[Excerpts from point annotation data]
"""

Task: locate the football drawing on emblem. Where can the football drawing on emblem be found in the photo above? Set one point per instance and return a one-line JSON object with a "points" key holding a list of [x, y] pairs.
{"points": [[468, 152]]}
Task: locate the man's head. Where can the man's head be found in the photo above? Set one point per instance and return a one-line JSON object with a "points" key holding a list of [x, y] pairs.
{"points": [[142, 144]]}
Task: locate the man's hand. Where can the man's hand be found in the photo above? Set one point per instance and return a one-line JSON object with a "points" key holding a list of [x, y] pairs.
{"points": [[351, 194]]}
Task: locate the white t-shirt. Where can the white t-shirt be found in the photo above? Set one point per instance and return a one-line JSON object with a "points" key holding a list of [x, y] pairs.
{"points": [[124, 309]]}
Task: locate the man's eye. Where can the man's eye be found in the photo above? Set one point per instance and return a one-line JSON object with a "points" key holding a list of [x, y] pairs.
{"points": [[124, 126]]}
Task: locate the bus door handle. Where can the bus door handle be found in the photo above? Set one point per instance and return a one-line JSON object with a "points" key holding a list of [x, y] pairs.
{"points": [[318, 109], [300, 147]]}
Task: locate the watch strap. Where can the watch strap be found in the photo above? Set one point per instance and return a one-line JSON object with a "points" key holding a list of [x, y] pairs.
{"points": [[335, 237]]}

"""

● Given request
Repeat each of the entries above precisely as given.

● Output of the exercise
Task: locate the football drawing on emblem. Where can the football drawing on emblem be found in the photo above? Set one point per instance and return a one-line JSON object with a "points" key holding a list of [x, y] pairs.
{"points": [[468, 152]]}
Task: locate the man's head. Where can the man's head be found in the photo above? Set one point per instance and return a one-line JSON object with a "points" key holding a list of [x, y] pairs.
{"points": [[142, 144]]}
Task: locate the man's hand. Where can the man's hand be found in the photo above? Set one point per instance and return a one-line JSON object with a "points" key holding a list of [x, y] pairs.
{"points": [[351, 194]]}
Task: locate the white t-shirt. Where can the white t-shirt be found in the photo above? Set one point per instance and return a one-line JSON object with a "points" key holding a list of [x, y] pairs.
{"points": [[124, 309]]}
Task: locate the man's eye. Where can the man's eye be found in the photo above? Set one point per instance and return a one-line JSON object with a "points" key holding a list of [x, y] pairs.
{"points": [[124, 126]]}
Task: locate the bus door handle. Where can the bus door handle be found in the photo above? Set one point per instance and return a one-line JSON object with a "points" key holding a list of [x, y] pairs.
{"points": [[318, 109], [300, 147]]}
Task: locate the watch strap. Where can the watch strap be found in the photo above? Set one point per instance and return a one-line JSON object with a "points" key holding a list of [x, y] pairs.
{"points": [[335, 237]]}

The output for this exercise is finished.